====== Document extract ======
To its credit, the Ohio General Assembly fixed the most unconscionable faults in the state's campaign finance laws.
The bill passed by the House and Senate late last week essentially requires prompt and complete disclosure of all money that pours into the political process.
And it was the secrecy shrouding some state and county political accounts that invited corruption and facilitated the scandals that so tainted the legislative process and stained the careers of some prominent Republican legislators.
Disclosure is the centerpiece of the new bill. And it was a lack of disclosure in the old laws that caused this page for years to denounce the loopholes that allowed legislators to hide secret money accounts and prevented the public from learning the identity of donors to those accounts.
The bill that Gov. Bob Taft - an ardent champion of full disclosure requirements - soon will sign cures these deficiences by mandating what State Sen. Randy Gardner, a suburban Toledo Republican, describes as "perhaps the fullest disclosure of any state in the United States."
====== Data supplied ======
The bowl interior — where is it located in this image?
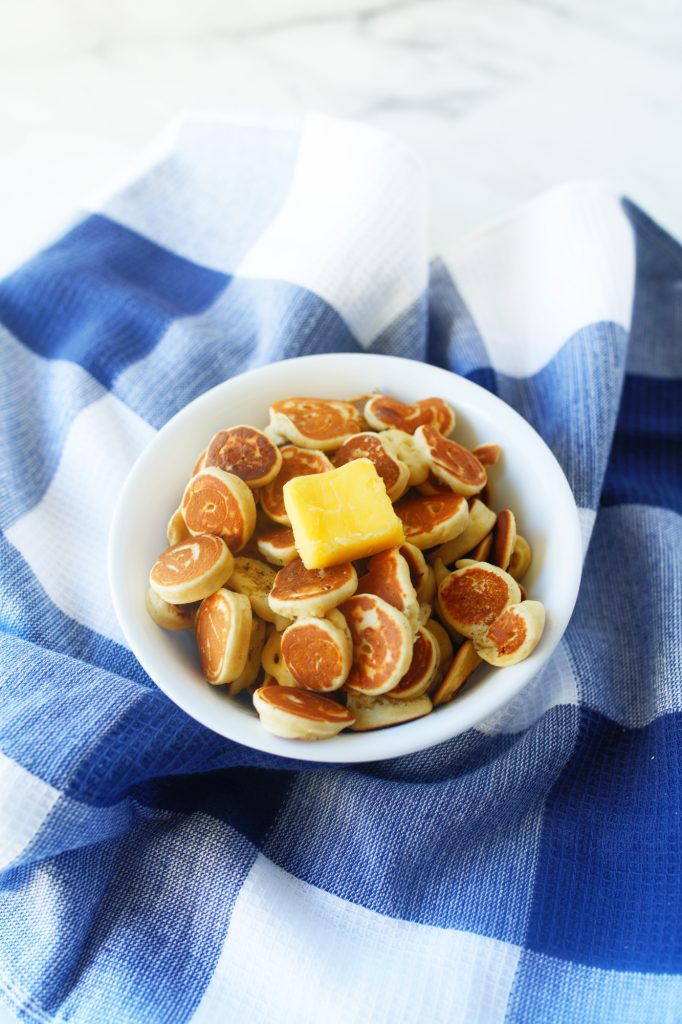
[110,354,582,762]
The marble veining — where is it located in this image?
[0,0,682,272]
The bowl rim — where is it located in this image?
[108,352,583,764]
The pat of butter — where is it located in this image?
[284,459,404,569]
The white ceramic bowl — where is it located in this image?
[109,353,582,762]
======
▶ **Goals**
(a) In the Ohio campaign finance text, rewrite the paragraph beginning "Disclosure is the centerpiece" as a short list, keeping its main facts.
(b) According to the Ohio campaign finance text, why was secrecy in some state and county political accounts a problem? Answer in one to three sentences.

▶ **Outputs by task**
(a)
- Disclosure is the centerpiece of the new bill.
- The old laws lacked disclosure, which is why this page denounced their loopholes for years.
- Those loopholes let legislators hide secret money accounts.
- They also kept the public from learning who donated to those accounts.

(b) The secrecy surrounding those accounts invited corruption and made the scandals possible. Those scandals tainted the legislative process and stained the careers of some prominent Republican legislators.